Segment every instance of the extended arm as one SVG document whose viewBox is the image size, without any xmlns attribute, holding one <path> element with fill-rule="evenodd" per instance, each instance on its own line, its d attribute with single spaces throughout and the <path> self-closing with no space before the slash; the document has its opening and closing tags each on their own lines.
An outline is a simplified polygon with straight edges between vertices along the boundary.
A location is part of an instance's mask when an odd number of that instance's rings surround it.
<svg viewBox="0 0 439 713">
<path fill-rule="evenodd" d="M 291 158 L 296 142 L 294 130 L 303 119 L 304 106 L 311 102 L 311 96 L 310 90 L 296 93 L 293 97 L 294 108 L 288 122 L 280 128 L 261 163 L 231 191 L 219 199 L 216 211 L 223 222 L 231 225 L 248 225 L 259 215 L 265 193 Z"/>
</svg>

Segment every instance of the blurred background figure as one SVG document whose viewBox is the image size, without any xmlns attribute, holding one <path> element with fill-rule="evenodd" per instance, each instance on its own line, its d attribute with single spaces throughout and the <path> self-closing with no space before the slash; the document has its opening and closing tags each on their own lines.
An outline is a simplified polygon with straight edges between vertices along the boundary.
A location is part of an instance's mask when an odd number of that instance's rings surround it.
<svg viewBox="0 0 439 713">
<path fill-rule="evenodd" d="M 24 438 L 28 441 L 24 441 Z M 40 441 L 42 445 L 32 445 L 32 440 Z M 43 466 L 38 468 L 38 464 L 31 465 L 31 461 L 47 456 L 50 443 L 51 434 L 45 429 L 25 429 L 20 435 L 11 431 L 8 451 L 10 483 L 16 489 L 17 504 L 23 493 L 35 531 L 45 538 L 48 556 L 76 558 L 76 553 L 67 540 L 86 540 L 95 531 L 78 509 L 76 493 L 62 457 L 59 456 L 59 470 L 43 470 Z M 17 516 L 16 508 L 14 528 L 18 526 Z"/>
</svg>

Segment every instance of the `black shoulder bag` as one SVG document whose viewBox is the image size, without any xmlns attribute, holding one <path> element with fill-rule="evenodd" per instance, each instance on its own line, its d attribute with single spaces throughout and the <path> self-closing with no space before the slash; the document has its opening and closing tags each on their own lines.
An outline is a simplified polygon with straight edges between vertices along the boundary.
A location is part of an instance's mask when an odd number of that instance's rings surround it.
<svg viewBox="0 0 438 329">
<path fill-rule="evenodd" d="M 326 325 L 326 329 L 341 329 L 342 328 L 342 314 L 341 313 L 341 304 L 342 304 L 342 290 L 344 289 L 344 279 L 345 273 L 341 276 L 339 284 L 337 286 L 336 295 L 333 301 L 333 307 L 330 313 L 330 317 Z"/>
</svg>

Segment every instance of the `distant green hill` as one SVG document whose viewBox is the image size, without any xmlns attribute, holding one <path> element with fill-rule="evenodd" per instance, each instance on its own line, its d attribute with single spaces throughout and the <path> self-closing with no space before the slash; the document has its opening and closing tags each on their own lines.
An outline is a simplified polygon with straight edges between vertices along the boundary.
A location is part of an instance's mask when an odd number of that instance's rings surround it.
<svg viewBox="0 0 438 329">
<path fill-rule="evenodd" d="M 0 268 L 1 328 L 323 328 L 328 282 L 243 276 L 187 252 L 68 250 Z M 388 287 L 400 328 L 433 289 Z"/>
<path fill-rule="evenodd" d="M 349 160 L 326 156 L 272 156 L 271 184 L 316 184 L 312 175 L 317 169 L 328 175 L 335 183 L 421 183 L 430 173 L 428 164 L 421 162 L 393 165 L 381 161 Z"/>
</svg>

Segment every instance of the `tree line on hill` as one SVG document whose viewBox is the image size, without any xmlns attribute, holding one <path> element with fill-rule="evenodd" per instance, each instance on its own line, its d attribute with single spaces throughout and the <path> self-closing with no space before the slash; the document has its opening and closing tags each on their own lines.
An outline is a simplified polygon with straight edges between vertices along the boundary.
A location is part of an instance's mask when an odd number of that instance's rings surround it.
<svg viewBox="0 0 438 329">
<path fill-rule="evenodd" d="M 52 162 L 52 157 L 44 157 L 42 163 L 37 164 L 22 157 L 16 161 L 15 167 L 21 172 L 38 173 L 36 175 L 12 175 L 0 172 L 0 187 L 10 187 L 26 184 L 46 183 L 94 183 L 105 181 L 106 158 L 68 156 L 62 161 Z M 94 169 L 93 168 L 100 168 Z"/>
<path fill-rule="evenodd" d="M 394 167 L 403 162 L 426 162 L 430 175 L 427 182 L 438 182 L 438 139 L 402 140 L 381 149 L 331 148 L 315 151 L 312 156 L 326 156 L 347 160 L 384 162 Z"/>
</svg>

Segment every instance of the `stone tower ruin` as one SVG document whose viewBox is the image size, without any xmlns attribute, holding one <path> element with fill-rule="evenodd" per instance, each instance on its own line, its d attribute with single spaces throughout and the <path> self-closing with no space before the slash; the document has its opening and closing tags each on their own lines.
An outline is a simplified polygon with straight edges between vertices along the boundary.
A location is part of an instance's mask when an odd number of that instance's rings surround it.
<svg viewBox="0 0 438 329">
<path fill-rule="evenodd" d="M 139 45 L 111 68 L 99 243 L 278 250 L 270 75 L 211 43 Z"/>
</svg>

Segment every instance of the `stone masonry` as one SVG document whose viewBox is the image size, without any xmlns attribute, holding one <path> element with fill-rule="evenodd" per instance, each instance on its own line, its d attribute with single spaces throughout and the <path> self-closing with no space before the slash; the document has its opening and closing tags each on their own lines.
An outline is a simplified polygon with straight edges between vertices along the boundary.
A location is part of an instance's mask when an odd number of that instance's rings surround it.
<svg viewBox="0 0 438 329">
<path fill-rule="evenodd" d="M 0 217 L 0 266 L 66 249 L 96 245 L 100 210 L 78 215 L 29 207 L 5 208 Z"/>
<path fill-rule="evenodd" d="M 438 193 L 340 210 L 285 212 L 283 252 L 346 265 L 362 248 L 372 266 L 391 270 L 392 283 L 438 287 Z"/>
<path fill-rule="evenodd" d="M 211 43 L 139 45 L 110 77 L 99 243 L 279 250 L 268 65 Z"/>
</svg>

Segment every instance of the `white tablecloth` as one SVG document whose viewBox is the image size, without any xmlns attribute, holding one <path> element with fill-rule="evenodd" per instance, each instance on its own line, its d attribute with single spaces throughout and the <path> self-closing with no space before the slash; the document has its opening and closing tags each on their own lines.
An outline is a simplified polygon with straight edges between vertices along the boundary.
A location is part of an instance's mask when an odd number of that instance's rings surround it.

◇ ◇ ◇ ◇

▸ Exercise directions:
Which lines in the rows above contain the string "hill"? Copy each of them in full.

▸ Problem solution:
Segment every instance of the `distant green hill` as one SVG document whose viewBox is the image size, without any xmlns attribute, holding one <path> element with fill-rule="evenodd" per instance, each instance on its own line, its d attribute with single spaces throughout and the <path> self-closing with no space before the slash; the document has its opening and closing tags each on their own lines.
Segment every instance of the `tree line on hill` as one SVG document whose viewBox is the image size, without any xmlns attribute, holding one <path> element with fill-rule="evenodd" per instance, each instance on its own line, its d attribute with single spaces throughout and the <path> self-closing with no space before the slash; the document has its opening and closing tags each on their own lines.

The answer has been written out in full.